__DESCRIPTION OF THE TASK__. Word for word, restate the records from their first line through the line with "Can you find the ocean", both ends included; omit each picture.

__EXERCISE INPUTS__.
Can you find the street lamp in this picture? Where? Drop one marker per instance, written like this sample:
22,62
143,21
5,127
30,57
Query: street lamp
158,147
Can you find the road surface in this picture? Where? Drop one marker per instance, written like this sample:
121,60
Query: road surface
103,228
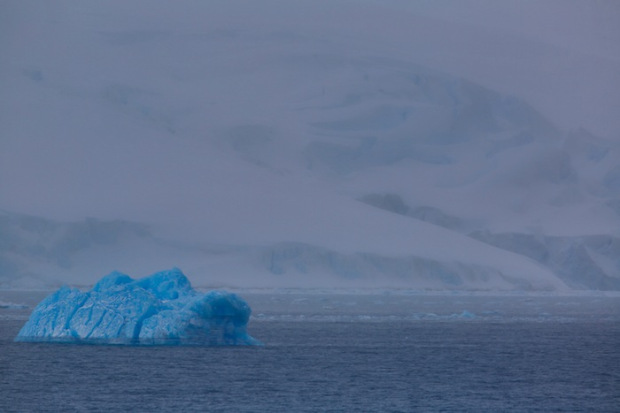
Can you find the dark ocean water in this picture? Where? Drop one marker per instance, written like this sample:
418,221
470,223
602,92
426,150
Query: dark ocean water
343,353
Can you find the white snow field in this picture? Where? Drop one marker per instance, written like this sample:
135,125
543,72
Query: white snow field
304,144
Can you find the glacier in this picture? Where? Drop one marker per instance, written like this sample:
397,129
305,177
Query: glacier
162,309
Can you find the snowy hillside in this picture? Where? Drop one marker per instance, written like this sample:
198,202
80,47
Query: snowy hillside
270,151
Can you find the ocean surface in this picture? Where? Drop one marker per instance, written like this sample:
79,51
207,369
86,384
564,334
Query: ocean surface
382,352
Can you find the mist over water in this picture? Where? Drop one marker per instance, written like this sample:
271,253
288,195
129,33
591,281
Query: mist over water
428,146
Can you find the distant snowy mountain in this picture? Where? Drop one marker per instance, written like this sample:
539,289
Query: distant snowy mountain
253,155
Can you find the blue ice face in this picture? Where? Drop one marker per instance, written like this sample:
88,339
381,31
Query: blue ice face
162,309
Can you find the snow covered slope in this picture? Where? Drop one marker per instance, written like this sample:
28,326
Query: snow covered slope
277,147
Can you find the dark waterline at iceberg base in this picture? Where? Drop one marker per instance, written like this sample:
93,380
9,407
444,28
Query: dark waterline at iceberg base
342,353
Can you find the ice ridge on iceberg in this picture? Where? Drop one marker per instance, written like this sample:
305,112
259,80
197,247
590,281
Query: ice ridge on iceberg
162,309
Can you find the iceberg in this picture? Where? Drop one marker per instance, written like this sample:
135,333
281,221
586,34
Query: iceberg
162,309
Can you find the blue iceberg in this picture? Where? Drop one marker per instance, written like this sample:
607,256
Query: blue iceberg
162,309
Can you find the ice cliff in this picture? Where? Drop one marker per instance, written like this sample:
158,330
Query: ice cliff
162,309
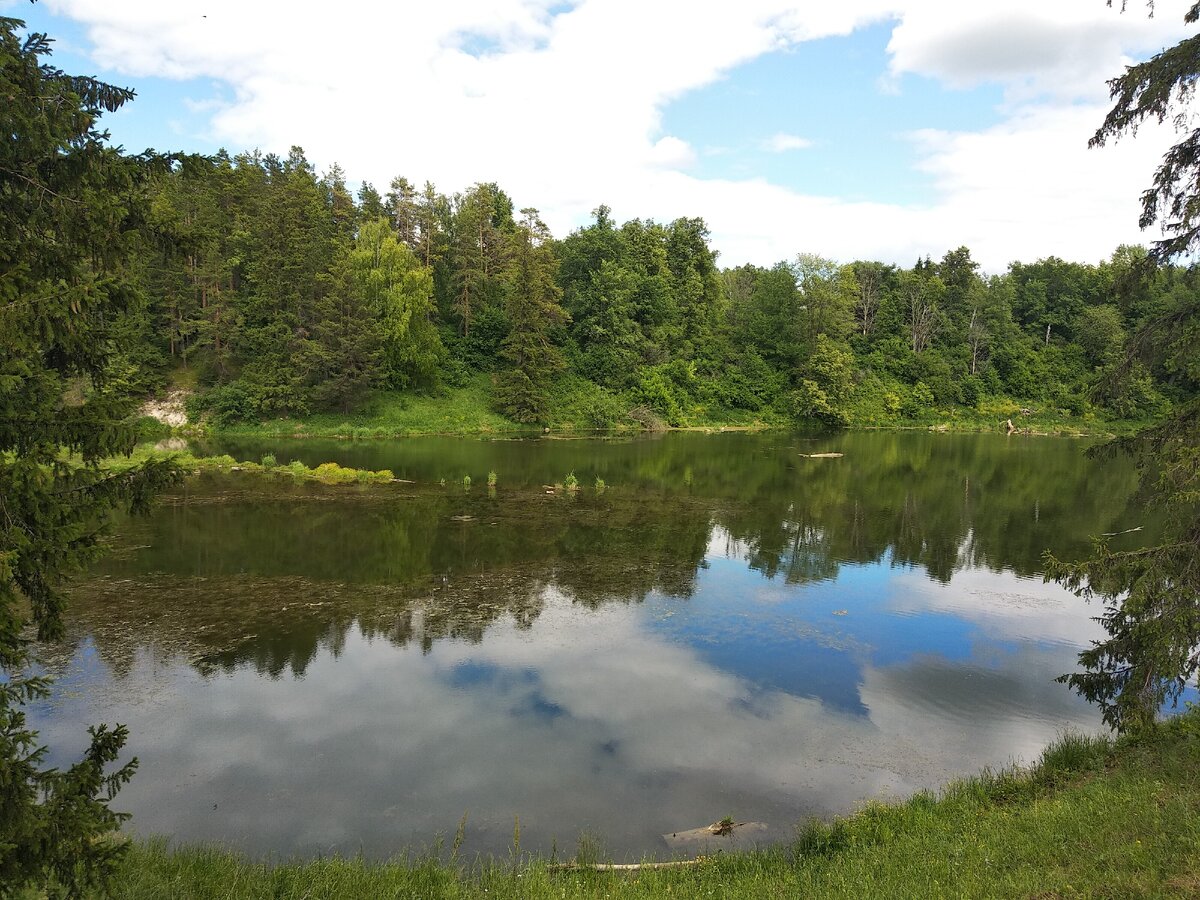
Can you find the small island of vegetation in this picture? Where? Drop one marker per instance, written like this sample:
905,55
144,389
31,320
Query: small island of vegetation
270,300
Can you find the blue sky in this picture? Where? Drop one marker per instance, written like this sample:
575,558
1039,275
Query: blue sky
874,130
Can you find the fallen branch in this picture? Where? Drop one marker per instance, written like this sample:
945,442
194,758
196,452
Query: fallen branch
621,867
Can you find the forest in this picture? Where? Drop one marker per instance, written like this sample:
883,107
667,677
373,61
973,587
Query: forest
277,292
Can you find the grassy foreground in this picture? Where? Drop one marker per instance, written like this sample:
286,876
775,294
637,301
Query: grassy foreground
1091,819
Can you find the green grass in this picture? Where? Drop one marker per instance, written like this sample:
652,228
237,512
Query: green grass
460,411
1091,819
580,406
327,472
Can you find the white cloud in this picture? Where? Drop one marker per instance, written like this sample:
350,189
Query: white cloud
564,108
783,143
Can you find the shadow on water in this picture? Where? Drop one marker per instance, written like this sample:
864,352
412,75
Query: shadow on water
727,628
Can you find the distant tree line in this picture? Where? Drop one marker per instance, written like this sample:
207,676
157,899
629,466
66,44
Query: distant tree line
286,295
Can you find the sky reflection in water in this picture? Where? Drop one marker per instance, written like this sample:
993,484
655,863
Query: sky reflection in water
748,661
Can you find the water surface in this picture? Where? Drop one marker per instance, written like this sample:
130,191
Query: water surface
729,628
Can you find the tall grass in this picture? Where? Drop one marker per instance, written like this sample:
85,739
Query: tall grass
1090,819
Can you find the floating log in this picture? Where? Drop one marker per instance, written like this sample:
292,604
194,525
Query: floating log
717,834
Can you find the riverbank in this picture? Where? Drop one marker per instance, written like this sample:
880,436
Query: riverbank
1093,817
468,411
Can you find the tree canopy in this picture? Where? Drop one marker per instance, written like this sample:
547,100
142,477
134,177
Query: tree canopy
71,211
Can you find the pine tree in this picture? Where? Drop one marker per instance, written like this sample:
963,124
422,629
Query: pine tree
1152,594
534,312
70,210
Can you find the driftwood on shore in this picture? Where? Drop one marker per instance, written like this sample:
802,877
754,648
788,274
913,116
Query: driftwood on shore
621,867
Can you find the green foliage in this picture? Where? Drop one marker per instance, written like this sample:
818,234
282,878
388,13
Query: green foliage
72,209
1014,833
534,311
1151,595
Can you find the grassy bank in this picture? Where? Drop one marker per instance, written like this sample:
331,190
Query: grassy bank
1091,819
327,472
580,407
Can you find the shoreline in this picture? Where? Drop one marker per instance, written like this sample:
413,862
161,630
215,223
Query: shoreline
1093,815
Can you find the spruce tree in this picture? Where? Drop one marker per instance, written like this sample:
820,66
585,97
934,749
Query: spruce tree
534,312
71,208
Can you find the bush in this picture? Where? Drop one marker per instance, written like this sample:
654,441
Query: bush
919,402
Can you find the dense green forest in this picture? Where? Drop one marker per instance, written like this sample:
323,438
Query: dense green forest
279,293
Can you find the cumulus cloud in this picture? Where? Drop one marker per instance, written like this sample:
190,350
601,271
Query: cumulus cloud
783,143
563,106
1067,48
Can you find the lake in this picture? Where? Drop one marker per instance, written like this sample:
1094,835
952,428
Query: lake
726,629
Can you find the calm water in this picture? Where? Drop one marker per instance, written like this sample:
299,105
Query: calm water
729,629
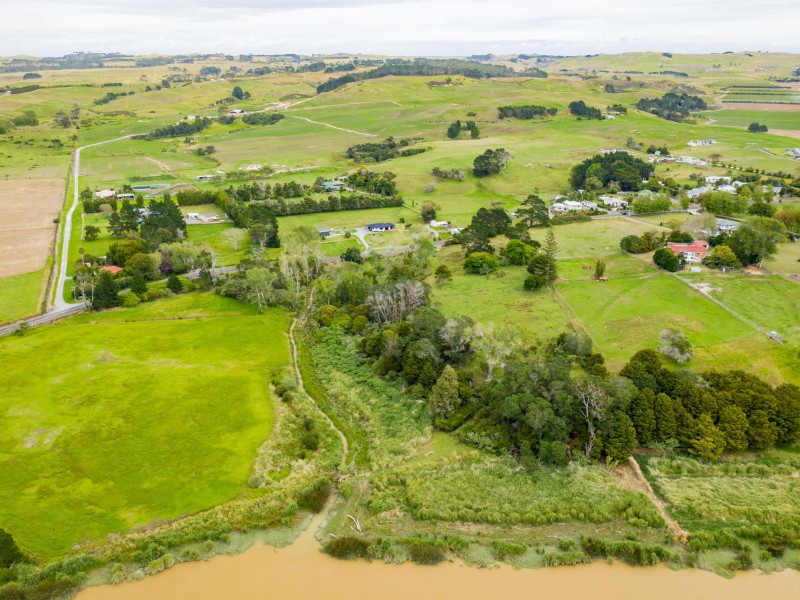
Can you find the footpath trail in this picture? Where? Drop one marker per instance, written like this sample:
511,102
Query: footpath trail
335,127
299,378
678,532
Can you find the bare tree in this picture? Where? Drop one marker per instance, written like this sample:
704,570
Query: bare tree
392,303
496,344
593,403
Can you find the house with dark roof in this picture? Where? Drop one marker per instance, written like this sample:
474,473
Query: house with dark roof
373,227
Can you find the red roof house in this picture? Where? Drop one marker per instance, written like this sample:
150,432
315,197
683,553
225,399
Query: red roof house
691,253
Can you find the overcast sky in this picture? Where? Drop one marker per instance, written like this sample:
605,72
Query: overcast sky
424,27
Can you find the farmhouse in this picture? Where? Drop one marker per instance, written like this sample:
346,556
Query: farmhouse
726,226
332,186
691,253
373,227
690,160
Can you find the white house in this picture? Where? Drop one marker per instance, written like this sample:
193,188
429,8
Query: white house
614,203
699,191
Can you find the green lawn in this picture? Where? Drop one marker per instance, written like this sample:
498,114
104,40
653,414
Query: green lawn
594,238
771,303
627,314
147,416
19,295
499,298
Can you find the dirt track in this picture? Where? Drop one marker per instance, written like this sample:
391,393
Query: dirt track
27,210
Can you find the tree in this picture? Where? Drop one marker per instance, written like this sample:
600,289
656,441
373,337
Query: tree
260,285
666,259
174,284
722,257
496,344
733,425
533,283
757,239
643,416
106,292
481,263
550,244
454,130
673,343
428,211
593,403
534,212
90,232
620,438
352,255
544,266
444,396
491,162
762,433
138,284
599,268
142,264
443,274
517,252
708,441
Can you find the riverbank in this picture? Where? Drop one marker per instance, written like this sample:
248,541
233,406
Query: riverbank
302,571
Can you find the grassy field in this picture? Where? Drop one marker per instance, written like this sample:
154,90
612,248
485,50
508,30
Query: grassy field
170,396
625,315
18,295
771,303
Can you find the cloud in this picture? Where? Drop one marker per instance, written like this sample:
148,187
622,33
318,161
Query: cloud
408,27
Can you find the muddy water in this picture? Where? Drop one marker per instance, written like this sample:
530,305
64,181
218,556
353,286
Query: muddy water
301,571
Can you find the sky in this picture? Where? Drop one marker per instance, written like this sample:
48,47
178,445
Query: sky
396,27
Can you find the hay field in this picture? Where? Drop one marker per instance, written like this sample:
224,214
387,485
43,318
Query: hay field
27,210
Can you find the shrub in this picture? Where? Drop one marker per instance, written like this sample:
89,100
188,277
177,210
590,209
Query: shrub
666,259
314,496
481,263
347,547
505,550
426,552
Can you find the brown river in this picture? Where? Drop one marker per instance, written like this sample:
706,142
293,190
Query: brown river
301,571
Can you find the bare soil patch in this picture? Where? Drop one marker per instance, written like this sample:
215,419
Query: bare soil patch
27,210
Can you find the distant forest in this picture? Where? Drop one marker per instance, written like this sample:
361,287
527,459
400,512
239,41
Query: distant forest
429,67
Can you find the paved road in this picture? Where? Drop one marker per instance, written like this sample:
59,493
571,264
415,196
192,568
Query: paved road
60,304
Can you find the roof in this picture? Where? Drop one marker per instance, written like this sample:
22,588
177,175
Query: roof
697,247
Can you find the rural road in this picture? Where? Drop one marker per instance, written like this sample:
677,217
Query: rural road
60,304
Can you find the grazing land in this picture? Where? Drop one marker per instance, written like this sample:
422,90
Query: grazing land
28,208
172,397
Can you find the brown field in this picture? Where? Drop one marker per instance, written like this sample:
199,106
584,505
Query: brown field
762,106
27,210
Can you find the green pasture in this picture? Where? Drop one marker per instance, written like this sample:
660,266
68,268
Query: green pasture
155,412
19,295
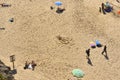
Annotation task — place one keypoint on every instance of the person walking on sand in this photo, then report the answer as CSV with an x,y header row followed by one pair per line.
x,y
88,53
104,49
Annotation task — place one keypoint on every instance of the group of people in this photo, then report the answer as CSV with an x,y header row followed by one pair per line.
x,y
30,65
105,7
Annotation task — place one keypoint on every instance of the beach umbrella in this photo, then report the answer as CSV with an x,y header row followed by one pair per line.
x,y
58,3
78,73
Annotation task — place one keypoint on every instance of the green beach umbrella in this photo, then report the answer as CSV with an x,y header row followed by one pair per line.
x,y
78,73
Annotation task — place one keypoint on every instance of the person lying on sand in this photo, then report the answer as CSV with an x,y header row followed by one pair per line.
x,y
33,65
5,5
59,10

__WRITTEN RESPONSE__.
Can you find the street lamp in this picture? Where? Drop one marker per instance, written like this sample:
22,62
143,21
5,127
30,57
Query: street lamp
158,147
Can you find the road surface in this picture? Where? Drop one marker per instance, written like this sample:
121,60
Query: road surface
103,228
Can you find the dark ocean water in this picture? Where? Drop one marker per instance, written like this sample:
418,221
470,223
602,92
426,150
Query: dark ocean water
343,353
Can you find the white snow field in this picture? Where? Drop one marker per instance, written like this sample:
135,125
543,72
Query: white snow field
304,144
Can you find the glacier in this picture? Where? Drop one marker per instance, written like this sample:
397,129
305,177
Query: glacier
162,309
Can you find the snowy hillside in this picture? Where? Drop one marker per instance, written like this sample:
198,202
80,47
Query: snowy hillside
270,151
Can you find the ocean surface in this picture? Where? Drop one marker per instance, written like this sample:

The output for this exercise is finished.